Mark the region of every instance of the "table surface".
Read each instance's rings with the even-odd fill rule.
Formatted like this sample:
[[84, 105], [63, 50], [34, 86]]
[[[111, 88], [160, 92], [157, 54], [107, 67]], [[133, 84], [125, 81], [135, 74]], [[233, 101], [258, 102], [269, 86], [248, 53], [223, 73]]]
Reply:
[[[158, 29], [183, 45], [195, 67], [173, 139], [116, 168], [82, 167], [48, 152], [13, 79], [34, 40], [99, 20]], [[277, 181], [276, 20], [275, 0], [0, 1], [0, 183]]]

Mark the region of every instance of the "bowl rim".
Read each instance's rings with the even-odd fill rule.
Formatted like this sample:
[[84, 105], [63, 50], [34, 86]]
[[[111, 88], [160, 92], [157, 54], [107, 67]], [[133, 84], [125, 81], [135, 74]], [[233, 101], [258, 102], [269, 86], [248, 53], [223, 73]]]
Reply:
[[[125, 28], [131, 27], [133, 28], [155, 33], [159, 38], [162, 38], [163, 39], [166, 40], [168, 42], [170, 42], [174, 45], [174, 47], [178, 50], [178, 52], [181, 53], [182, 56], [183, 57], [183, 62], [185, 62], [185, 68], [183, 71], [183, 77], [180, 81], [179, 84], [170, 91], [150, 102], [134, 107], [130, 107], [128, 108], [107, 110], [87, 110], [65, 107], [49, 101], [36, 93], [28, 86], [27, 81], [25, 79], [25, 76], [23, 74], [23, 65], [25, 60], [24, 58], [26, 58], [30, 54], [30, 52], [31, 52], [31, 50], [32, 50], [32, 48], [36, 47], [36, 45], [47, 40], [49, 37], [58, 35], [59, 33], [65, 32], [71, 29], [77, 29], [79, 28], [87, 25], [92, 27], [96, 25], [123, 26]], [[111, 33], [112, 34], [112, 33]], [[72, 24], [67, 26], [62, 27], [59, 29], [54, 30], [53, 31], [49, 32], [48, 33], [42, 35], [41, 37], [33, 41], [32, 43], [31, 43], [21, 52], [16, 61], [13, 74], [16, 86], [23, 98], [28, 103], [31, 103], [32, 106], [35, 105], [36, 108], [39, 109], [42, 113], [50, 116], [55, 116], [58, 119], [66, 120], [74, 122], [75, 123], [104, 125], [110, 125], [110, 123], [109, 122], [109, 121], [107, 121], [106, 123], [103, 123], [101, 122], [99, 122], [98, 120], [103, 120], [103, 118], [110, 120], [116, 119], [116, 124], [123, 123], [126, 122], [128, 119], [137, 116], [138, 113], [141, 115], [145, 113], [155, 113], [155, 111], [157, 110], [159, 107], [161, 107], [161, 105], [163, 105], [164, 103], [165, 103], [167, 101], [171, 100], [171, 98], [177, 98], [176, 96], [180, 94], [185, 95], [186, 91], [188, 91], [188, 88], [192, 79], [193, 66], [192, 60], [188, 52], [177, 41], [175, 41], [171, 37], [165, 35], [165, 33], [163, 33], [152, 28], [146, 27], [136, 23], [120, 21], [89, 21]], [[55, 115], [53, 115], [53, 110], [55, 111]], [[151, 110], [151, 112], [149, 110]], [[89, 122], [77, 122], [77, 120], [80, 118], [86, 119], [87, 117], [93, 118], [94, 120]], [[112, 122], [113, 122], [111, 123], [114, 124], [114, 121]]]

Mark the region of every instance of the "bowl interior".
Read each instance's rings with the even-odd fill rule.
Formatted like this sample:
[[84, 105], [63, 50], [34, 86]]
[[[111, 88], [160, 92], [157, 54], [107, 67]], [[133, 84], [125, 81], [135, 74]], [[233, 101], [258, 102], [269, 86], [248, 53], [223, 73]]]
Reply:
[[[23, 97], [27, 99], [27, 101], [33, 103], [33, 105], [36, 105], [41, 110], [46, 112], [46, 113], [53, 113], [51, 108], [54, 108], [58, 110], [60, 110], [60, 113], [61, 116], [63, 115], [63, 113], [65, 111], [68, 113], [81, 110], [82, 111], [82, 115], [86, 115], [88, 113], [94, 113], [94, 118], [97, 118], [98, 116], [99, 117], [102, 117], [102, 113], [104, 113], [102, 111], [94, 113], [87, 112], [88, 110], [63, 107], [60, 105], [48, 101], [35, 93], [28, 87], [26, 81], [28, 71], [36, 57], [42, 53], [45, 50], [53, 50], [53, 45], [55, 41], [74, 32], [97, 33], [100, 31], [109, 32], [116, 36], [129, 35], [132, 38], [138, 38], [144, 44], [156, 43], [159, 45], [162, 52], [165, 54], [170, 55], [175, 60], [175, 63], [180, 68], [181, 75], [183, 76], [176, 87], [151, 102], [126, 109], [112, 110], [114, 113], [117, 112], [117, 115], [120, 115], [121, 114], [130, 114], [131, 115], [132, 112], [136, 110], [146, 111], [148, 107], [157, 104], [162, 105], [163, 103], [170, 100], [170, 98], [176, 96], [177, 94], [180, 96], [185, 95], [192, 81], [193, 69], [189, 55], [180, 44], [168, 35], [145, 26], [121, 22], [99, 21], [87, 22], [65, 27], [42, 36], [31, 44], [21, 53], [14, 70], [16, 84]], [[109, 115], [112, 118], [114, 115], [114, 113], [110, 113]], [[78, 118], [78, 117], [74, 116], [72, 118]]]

--

▶ _PROBLEM DESCRIPTION_:
Reproduce all three items above verbatim, line by line, in their original order.

▶ _REPLY TO THE TASK_:
Mark the region of every instance of the "table surface".
Read each instance's rings with the even-odd fill rule.
Formatted like this sample:
[[84, 105], [63, 50], [34, 86]]
[[[111, 88], [160, 92], [157, 54], [107, 67]], [[133, 84], [125, 81], [135, 74]], [[233, 101], [258, 102], [269, 86], [248, 53], [223, 73]]]
Reply:
[[[158, 29], [183, 45], [195, 67], [173, 139], [116, 168], [82, 167], [48, 152], [13, 79], [34, 40], [99, 20]], [[277, 181], [276, 20], [275, 0], [0, 1], [0, 183]]]

Mark the region of every instance of the "bowl rim".
Read each instance's rings with the even-odd fill rule.
Formatted like this sample:
[[84, 105], [63, 50], [34, 86]]
[[[111, 88], [160, 92], [157, 54], [107, 67]], [[133, 84], [125, 81], [135, 74]], [[233, 101], [258, 102], [269, 86], [248, 53], [223, 73]]]
Reply:
[[[125, 28], [131, 27], [133, 28], [155, 33], [159, 38], [162, 38], [163, 39], [166, 40], [168, 42], [170, 42], [174, 45], [174, 47], [178, 50], [178, 52], [181, 53], [182, 56], [183, 57], [183, 62], [185, 62], [185, 68], [183, 71], [183, 77], [180, 81], [179, 84], [170, 91], [150, 102], [134, 107], [130, 107], [128, 108], [107, 110], [87, 110], [65, 107], [49, 101], [36, 93], [28, 86], [27, 81], [25, 79], [25, 76], [23, 74], [23, 65], [25, 60], [24, 58], [26, 58], [30, 54], [30, 52], [31, 52], [31, 50], [32, 50], [32, 48], [36, 47], [36, 45], [47, 40], [49, 37], [58, 35], [59, 33], [65, 32], [71, 29], [77, 29], [79, 28], [87, 25], [92, 27], [96, 25], [123, 26]], [[111, 33], [112, 34], [112, 33]], [[72, 24], [67, 26], [62, 27], [59, 29], [54, 30], [53, 31], [49, 32], [48, 33], [42, 35], [41, 37], [33, 41], [32, 43], [31, 43], [21, 52], [16, 61], [13, 74], [16, 86], [23, 98], [28, 103], [31, 103], [32, 106], [35, 105], [36, 108], [39, 109], [42, 113], [50, 116], [55, 116], [58, 119], [66, 120], [74, 122], [75, 123], [104, 125], [110, 125], [110, 123], [109, 122], [109, 121], [107, 121], [106, 123], [103, 123], [101, 122], [99, 122], [98, 120], [103, 120], [103, 118], [110, 120], [116, 119], [116, 124], [123, 123], [126, 122], [128, 119], [137, 116], [138, 113], [141, 115], [145, 113], [155, 113], [155, 111], [157, 110], [159, 107], [161, 107], [161, 105], [163, 105], [164, 103], [165, 103], [167, 101], [171, 100], [171, 98], [177, 98], [176, 96], [180, 94], [185, 95], [186, 91], [188, 91], [188, 88], [192, 79], [193, 66], [192, 60], [188, 52], [177, 41], [175, 41], [171, 37], [165, 35], [165, 33], [163, 33], [152, 28], [146, 27], [136, 23], [120, 21], [89, 21]], [[55, 115], [53, 115], [53, 110], [55, 111]], [[151, 110], [151, 112], [149, 110]], [[89, 122], [77, 122], [77, 120], [80, 118], [86, 119], [87, 117], [93, 118], [94, 120]], [[112, 122], [113, 122], [111, 123], [114, 124], [114, 121]]]

Mark the region of every instance of the "bowl interior".
Read each instance's rings with the even-odd fill rule.
Formatted like this sample:
[[84, 105], [63, 50], [34, 86]]
[[[111, 88], [160, 92], [157, 54], [107, 67]], [[133, 84], [125, 81], [135, 74]], [[233, 101], [258, 102], [269, 86], [248, 53], [223, 73]]]
Reply:
[[[23, 97], [27, 99], [27, 101], [33, 103], [33, 105], [36, 105], [41, 110], [46, 112], [46, 113], [53, 113], [51, 108], [54, 108], [58, 110], [60, 110], [60, 113], [61, 116], [63, 115], [63, 113], [65, 111], [68, 113], [81, 110], [82, 111], [82, 115], [86, 115], [88, 113], [94, 113], [94, 118], [97, 118], [98, 116], [99, 117], [102, 117], [102, 113], [104, 113], [102, 111], [94, 113], [87, 112], [88, 110], [63, 107], [60, 105], [48, 101], [35, 93], [28, 87], [26, 81], [28, 71], [36, 57], [42, 53], [45, 50], [53, 50], [53, 45], [55, 41], [74, 32], [97, 33], [100, 31], [109, 32], [116, 36], [129, 35], [132, 38], [138, 38], [144, 44], [156, 43], [159, 45], [162, 52], [165, 54], [170, 55], [175, 60], [175, 63], [180, 68], [181, 75], [183, 76], [176, 87], [151, 102], [126, 109], [112, 110], [114, 113], [117, 112], [117, 115], [120, 115], [121, 114], [130, 114], [131, 115], [132, 112], [136, 110], [146, 111], [148, 107], [157, 104], [162, 105], [163, 103], [170, 100], [170, 98], [176, 96], [177, 94], [180, 96], [185, 95], [192, 81], [193, 69], [189, 55], [180, 44], [168, 35], [145, 26], [121, 22], [99, 21], [87, 22], [65, 27], [42, 36], [31, 44], [21, 53], [14, 70], [16, 84]], [[109, 115], [112, 118], [114, 115], [114, 113], [110, 113]], [[78, 118], [78, 117], [74, 116], [72, 118]]]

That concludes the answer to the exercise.